(Object position labeling entries)
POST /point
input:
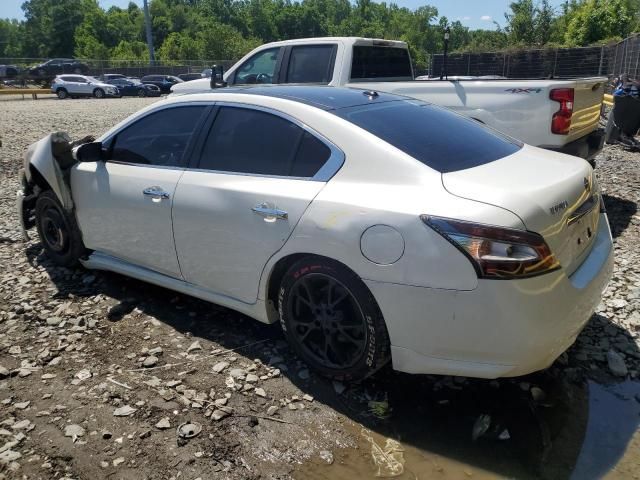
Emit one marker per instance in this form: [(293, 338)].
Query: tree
[(11, 33), (596, 20), (50, 26)]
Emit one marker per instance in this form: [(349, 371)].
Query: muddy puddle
[(539, 427)]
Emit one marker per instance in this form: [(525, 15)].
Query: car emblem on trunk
[(559, 207)]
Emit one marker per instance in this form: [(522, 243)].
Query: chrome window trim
[(131, 121), (324, 174), (327, 171)]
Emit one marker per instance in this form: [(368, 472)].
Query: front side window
[(311, 64), (260, 68), (159, 138), (255, 142), (380, 62)]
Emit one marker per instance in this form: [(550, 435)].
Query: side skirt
[(102, 261)]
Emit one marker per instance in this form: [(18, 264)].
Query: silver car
[(74, 86)]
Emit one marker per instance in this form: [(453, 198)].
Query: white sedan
[(65, 86), (371, 226)]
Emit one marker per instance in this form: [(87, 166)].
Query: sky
[(472, 13)]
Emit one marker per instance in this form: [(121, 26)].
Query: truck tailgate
[(587, 102)]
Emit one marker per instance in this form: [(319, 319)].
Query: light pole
[(443, 73), (147, 23)]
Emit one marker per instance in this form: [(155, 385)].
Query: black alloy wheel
[(332, 320)]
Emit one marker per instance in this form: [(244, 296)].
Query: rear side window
[(159, 138), (254, 142), (380, 62), (311, 156), (311, 64), (442, 140)]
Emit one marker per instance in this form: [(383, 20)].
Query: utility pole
[(443, 72), (147, 23)]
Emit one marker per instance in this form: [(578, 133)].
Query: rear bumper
[(586, 147), (502, 328), (20, 210)]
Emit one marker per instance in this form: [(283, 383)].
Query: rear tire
[(332, 320), (58, 231)]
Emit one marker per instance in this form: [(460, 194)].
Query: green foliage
[(227, 29), (595, 20)]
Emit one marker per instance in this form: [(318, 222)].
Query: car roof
[(322, 97)]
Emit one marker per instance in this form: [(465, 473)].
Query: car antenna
[(217, 77)]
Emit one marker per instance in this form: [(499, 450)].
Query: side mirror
[(89, 152), (217, 77)]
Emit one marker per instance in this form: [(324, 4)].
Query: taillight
[(561, 120), (497, 252)]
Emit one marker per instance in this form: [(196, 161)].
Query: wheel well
[(277, 274), (38, 179)]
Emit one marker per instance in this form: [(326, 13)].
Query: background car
[(56, 66), (9, 71), (73, 86), (163, 82), (111, 76), (129, 87), (355, 219)]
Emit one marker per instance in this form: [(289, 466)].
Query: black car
[(163, 82), (9, 71), (186, 77), (57, 66), (131, 87)]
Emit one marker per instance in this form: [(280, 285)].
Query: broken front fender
[(40, 157)]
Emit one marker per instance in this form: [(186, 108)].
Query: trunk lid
[(553, 194)]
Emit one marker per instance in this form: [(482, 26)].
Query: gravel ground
[(98, 371)]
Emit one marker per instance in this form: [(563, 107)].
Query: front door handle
[(155, 192), (268, 212)]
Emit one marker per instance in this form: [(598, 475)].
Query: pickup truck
[(557, 114)]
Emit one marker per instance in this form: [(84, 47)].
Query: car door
[(257, 173), (123, 205), (81, 85), (71, 84)]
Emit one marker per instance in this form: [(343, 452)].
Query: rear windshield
[(380, 62), (442, 140)]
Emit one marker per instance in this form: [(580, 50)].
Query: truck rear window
[(441, 139), (380, 62)]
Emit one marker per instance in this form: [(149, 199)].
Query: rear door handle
[(155, 192), (266, 211)]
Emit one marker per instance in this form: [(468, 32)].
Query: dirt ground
[(102, 376)]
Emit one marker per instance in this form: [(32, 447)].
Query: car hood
[(549, 191)]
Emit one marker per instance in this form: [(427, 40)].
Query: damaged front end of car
[(46, 167)]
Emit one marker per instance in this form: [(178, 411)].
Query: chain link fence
[(608, 60)]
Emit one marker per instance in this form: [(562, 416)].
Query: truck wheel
[(58, 231), (332, 320)]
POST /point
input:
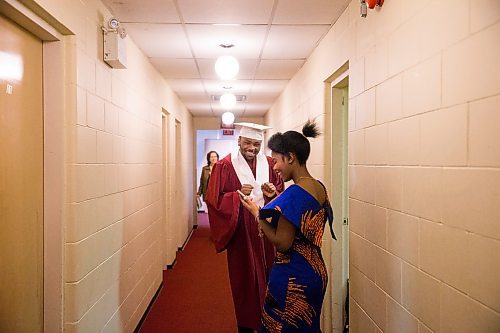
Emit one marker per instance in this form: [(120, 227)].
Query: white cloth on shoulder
[(245, 174)]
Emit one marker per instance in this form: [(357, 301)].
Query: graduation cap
[(252, 131)]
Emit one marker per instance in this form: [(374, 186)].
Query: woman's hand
[(268, 189), (246, 189), (247, 202)]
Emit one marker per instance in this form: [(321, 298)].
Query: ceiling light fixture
[(228, 101), (227, 118), (227, 67)]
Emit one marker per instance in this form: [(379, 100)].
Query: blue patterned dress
[(298, 278)]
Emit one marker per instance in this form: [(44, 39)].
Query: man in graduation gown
[(233, 228)]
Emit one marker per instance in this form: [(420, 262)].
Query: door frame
[(336, 155), (52, 34)]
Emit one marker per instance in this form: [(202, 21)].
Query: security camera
[(113, 23)]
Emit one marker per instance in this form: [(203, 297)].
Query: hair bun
[(310, 129)]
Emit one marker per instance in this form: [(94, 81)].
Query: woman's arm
[(282, 237)]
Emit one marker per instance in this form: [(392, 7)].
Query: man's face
[(249, 148)]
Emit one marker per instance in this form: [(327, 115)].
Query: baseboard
[(150, 305)]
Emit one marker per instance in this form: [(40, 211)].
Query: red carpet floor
[(196, 296)]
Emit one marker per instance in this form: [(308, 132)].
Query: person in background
[(249, 257), (294, 222), (206, 171)]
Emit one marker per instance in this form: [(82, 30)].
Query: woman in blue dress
[(294, 222)]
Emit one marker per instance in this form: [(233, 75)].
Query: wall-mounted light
[(115, 48), (228, 118), (227, 67)]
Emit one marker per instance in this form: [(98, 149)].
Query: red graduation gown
[(233, 228)]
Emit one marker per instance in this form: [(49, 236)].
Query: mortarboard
[(252, 131)]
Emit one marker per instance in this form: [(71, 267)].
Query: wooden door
[(21, 180)]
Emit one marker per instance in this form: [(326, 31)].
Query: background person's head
[(212, 157), (290, 150)]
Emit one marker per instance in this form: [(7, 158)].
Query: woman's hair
[(295, 142), (210, 153)]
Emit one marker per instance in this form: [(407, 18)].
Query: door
[(21, 180), (340, 248)]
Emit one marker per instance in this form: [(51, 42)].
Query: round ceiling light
[(228, 100), (227, 67), (227, 118)]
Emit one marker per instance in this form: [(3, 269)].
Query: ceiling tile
[(312, 12), (304, 40), (176, 68), (247, 69), (160, 40), (226, 11), (151, 11), (186, 85), (205, 39), (278, 69), (272, 87), (238, 87)]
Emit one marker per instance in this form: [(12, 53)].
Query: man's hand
[(268, 189), (246, 189)]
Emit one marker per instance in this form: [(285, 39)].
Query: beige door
[(21, 180)]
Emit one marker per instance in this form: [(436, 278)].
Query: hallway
[(407, 99), (195, 296)]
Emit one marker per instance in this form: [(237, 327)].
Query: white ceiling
[(272, 39)]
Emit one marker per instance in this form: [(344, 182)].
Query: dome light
[(227, 118), (228, 101), (227, 67)]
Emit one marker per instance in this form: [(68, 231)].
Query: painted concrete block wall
[(113, 226), (424, 162)]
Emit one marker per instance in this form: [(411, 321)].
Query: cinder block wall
[(424, 161), (114, 239)]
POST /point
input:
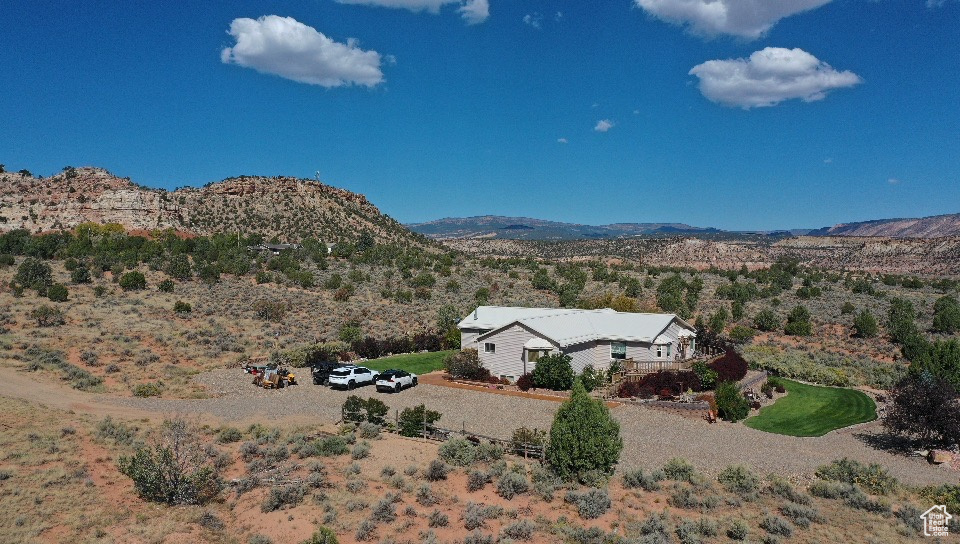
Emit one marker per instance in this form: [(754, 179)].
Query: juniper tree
[(584, 437)]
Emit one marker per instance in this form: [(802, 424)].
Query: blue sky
[(739, 114)]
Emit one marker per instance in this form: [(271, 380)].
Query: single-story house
[(511, 339), (275, 249)]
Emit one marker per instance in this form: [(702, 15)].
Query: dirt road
[(650, 437)]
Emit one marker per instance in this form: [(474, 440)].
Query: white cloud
[(769, 77), (472, 11), (746, 18), (290, 49), (603, 125), (475, 11)]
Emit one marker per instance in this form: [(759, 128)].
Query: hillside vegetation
[(288, 209)]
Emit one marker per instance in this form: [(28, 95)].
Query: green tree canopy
[(584, 437), (554, 372), (865, 325), (798, 322)]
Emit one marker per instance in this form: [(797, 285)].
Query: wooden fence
[(752, 382)]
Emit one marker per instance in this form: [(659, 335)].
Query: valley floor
[(650, 437)]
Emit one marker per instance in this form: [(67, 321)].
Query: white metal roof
[(567, 327), (538, 343)]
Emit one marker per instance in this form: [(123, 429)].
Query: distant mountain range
[(525, 228)]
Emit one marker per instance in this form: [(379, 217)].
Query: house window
[(618, 350)]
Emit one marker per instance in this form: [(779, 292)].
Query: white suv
[(349, 377)]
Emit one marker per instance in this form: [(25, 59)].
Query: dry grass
[(62, 485)]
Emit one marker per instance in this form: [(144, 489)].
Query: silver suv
[(351, 376)]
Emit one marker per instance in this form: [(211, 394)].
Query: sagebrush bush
[(323, 535), (229, 435), (639, 478), (366, 531), (739, 530), (825, 367), (776, 525), (833, 490), (685, 497), (368, 430), (477, 537), (437, 470), (873, 477), (437, 519), (475, 516), (739, 479), (801, 515), (287, 495), (329, 446), (385, 511), (784, 489), (521, 530), (476, 480), (425, 496)]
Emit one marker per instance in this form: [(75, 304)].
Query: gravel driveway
[(650, 437)]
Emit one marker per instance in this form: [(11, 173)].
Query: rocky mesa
[(287, 208)]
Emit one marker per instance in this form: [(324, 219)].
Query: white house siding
[(508, 358), (641, 351), (582, 355), (468, 338)]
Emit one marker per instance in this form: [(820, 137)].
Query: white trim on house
[(590, 337)]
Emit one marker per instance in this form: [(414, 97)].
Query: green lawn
[(418, 363), (810, 410)]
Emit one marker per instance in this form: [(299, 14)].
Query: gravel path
[(650, 437)]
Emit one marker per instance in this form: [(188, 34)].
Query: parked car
[(351, 376), (321, 371), (395, 380)]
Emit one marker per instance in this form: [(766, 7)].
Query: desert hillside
[(923, 227), (288, 208)]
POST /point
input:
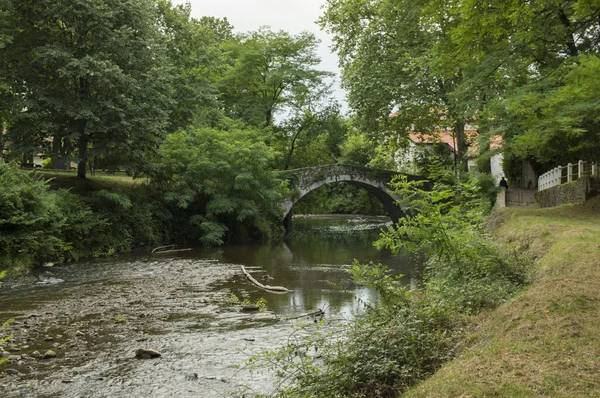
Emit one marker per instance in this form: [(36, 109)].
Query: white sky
[(293, 16)]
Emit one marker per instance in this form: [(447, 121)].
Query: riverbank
[(545, 341)]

(Written instruction) Write out again the lines from the one with "Emit one marker per instance in this form: [(414, 97)]." through the end of the records exactly, without any of the pictures.

(Result for this task)
Emit one marker per instance in this form: [(414, 97)].
Query: green lawn
[(418, 363), (810, 410)]
Emit one marker per instance in this form: [(299, 14)].
Query: gravel path
[(650, 437)]
Emit one marker per instance in this form: [(188, 34)].
Query: parked car
[(351, 376), (321, 371), (395, 380)]
Emit one marker per instance in this form: [(766, 7)].
Query: desert hillside
[(923, 227), (288, 208)]
POST /point
input:
Emit one marker per instance in this form: [(36, 109)].
Query: white sky
[(293, 16)]
Emit one marker per instance in this form: [(447, 121)].
Query: riverbank
[(545, 341)]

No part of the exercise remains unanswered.